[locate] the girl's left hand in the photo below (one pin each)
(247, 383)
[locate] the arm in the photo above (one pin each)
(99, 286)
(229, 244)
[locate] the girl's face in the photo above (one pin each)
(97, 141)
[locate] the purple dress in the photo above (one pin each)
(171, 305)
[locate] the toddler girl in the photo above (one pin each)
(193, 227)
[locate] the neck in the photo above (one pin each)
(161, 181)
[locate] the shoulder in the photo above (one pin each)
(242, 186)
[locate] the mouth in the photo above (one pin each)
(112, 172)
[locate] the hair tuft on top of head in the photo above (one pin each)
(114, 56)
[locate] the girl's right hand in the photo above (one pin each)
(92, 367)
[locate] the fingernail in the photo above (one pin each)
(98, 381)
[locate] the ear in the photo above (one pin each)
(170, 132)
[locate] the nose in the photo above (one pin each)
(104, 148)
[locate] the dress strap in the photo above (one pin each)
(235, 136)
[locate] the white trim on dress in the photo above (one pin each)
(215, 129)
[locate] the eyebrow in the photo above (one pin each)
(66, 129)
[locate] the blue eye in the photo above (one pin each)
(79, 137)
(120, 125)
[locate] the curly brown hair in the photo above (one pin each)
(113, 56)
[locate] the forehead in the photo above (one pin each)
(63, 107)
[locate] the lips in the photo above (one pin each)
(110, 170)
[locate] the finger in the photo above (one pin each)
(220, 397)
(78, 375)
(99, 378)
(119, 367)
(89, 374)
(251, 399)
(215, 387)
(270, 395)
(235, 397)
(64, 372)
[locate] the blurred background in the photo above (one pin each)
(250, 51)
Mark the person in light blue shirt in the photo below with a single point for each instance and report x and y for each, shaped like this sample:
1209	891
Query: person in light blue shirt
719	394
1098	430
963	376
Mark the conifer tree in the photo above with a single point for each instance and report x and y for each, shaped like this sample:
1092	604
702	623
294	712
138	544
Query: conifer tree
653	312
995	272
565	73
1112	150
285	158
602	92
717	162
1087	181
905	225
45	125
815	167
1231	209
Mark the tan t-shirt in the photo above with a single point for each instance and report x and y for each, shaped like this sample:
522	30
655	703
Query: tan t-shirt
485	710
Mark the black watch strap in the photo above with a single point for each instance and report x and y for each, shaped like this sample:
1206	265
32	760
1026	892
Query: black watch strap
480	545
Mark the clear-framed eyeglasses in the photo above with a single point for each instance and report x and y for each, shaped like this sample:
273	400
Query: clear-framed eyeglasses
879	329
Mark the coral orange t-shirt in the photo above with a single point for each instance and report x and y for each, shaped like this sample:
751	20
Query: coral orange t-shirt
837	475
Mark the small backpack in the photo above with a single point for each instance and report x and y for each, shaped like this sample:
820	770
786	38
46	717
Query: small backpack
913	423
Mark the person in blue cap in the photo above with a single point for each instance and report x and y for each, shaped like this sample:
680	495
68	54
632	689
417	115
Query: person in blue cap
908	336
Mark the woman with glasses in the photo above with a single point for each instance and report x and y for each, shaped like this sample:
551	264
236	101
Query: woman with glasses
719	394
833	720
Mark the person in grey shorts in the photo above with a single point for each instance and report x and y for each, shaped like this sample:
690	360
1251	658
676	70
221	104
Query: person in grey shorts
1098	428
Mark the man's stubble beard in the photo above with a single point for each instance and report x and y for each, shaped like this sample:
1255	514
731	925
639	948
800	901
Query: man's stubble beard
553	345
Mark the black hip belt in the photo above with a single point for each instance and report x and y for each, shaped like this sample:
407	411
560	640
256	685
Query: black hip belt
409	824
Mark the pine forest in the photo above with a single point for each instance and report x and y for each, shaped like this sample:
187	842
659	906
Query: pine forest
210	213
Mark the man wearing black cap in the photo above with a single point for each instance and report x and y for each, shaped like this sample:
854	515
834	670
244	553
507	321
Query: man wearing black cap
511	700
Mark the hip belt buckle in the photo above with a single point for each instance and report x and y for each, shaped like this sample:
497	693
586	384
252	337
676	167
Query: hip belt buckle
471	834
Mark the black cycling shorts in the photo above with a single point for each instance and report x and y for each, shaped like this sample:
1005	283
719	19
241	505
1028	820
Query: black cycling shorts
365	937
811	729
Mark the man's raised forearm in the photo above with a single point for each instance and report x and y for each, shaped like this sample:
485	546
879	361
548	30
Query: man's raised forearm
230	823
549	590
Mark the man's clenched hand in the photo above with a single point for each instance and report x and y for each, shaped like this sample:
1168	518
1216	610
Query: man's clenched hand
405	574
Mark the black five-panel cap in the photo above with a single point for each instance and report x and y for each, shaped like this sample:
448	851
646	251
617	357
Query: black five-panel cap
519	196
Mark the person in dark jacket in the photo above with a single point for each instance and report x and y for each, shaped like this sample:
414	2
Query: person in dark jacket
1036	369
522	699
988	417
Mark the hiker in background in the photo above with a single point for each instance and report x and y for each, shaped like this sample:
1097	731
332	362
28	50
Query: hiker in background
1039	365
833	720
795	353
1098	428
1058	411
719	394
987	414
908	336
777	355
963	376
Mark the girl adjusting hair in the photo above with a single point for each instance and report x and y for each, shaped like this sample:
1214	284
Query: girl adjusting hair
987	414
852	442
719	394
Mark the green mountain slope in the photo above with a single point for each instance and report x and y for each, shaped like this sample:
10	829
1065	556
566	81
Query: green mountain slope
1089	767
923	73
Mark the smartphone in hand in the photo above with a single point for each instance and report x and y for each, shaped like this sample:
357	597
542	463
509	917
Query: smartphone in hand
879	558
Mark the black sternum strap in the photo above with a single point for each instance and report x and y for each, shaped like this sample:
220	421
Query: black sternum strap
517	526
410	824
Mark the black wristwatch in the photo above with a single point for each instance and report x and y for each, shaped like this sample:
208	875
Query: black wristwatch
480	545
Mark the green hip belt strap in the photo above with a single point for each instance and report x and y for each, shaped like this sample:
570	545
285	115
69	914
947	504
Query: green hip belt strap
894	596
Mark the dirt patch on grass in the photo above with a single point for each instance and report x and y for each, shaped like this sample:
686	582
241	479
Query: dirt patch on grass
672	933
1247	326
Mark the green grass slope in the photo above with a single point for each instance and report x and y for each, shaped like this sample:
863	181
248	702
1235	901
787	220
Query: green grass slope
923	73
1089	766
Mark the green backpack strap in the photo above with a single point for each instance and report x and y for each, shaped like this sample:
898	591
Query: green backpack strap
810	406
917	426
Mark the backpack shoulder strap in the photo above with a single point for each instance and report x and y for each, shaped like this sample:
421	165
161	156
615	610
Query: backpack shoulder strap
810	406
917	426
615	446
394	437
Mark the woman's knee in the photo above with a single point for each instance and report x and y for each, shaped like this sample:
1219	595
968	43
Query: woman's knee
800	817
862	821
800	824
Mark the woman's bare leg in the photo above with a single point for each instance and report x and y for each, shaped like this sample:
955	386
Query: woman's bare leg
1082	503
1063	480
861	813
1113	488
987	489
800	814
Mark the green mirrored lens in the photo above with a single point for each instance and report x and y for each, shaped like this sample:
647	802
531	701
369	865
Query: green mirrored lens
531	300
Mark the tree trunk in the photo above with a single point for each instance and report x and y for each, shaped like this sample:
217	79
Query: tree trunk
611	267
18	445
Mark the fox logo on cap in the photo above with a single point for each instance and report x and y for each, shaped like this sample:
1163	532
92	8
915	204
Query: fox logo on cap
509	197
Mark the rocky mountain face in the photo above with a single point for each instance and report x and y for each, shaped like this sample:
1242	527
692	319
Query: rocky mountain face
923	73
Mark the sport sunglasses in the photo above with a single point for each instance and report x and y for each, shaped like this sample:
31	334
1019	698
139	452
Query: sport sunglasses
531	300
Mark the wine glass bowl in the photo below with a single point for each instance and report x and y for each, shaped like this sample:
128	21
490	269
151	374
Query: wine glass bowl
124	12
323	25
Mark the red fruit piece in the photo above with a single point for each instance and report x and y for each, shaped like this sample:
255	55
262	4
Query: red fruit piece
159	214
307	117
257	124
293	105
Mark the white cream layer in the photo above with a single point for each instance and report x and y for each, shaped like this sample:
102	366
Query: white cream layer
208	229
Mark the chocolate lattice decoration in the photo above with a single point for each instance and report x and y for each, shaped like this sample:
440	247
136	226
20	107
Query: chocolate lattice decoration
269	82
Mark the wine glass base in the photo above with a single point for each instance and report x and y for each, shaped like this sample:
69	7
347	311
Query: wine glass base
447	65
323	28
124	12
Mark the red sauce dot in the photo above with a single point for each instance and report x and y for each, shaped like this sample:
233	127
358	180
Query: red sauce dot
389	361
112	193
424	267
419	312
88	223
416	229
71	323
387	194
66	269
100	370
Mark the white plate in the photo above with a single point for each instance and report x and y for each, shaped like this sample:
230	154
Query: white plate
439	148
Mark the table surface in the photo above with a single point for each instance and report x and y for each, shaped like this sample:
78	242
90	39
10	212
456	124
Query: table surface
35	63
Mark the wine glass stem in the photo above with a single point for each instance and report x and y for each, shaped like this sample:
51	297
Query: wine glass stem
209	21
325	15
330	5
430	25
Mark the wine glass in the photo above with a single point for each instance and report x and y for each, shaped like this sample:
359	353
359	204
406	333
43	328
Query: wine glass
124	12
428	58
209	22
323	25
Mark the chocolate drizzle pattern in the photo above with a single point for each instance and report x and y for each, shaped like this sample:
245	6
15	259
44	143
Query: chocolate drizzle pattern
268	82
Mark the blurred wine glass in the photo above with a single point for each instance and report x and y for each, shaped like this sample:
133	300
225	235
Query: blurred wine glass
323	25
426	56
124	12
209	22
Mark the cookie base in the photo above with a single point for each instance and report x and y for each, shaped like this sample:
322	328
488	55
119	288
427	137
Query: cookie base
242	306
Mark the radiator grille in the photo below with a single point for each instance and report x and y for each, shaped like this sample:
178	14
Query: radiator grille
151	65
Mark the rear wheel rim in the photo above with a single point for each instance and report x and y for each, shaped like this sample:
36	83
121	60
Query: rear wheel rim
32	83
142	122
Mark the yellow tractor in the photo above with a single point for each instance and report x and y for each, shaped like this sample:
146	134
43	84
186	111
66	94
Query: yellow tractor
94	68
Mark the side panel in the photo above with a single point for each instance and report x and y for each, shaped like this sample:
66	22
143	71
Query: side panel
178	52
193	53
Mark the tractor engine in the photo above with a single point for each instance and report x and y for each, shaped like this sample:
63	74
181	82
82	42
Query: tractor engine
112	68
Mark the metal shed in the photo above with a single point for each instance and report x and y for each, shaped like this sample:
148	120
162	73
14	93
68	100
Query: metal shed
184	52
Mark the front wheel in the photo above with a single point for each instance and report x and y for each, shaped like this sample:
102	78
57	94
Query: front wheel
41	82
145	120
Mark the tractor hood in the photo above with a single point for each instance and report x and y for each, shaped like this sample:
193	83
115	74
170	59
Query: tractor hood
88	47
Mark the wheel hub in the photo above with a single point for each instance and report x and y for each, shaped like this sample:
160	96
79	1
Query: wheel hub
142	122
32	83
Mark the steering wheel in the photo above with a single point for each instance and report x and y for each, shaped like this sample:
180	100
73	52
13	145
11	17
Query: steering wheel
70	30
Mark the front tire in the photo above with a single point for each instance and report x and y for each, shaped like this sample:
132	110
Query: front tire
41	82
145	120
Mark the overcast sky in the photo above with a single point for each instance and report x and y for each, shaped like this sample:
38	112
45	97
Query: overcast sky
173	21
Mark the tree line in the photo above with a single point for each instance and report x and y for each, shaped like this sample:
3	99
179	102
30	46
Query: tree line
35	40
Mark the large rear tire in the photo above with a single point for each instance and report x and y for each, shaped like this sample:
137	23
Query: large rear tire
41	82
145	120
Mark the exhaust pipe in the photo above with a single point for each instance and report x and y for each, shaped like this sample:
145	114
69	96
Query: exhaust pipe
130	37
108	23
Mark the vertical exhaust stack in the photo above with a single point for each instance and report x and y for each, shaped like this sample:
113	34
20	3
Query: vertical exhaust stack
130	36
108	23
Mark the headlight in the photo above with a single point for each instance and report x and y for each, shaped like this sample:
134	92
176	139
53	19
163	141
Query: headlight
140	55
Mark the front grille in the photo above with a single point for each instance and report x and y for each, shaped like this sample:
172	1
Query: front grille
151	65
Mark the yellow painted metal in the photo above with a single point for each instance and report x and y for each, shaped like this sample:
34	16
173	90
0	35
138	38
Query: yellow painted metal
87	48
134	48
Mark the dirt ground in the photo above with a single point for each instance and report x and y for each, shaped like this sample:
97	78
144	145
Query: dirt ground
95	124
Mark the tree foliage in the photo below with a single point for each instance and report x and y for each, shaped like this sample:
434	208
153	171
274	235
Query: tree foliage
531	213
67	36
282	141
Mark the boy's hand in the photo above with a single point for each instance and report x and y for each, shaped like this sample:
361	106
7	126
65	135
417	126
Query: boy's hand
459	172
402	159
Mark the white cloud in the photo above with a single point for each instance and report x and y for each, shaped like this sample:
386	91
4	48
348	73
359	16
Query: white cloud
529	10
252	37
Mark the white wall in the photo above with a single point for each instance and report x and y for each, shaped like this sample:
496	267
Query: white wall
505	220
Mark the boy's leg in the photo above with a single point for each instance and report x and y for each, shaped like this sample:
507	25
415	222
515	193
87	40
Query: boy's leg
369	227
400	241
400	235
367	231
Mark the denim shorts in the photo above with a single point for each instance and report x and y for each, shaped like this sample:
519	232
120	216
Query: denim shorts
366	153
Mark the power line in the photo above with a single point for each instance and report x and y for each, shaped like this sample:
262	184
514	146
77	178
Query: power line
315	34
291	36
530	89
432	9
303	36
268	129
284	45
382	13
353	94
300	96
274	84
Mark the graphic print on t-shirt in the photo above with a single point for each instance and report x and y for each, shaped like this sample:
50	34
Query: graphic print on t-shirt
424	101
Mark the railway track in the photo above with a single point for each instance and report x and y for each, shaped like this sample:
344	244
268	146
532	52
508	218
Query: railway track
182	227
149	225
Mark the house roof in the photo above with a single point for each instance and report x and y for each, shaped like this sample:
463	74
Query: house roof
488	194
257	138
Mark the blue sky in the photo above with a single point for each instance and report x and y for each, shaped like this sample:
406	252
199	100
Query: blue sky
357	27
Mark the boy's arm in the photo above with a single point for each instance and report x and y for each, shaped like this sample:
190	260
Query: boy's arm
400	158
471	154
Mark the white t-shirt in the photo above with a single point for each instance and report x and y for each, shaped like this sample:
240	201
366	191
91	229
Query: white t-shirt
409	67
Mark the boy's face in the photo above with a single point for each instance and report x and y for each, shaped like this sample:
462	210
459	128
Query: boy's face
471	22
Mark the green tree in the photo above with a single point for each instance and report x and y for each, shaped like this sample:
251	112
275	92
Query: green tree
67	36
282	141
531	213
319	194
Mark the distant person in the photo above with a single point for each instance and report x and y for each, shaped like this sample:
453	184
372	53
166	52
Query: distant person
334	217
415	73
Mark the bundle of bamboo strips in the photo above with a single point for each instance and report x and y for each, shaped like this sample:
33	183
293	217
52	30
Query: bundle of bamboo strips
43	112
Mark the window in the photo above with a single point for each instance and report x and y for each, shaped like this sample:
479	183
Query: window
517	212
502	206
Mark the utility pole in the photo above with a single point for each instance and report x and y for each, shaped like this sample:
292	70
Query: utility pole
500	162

EXERCISE OBJECTIVE ->
Only the lines from the one containing "Query: window" through the last line of the records belong in the answer, each written out exactly.

REPLY ->
Query: window
517	212
502	206
Mark the utility pole in the photo above with a single point for each instance and report x and y for each, shaped like this sample:
292	70
Query: utility pole
500	162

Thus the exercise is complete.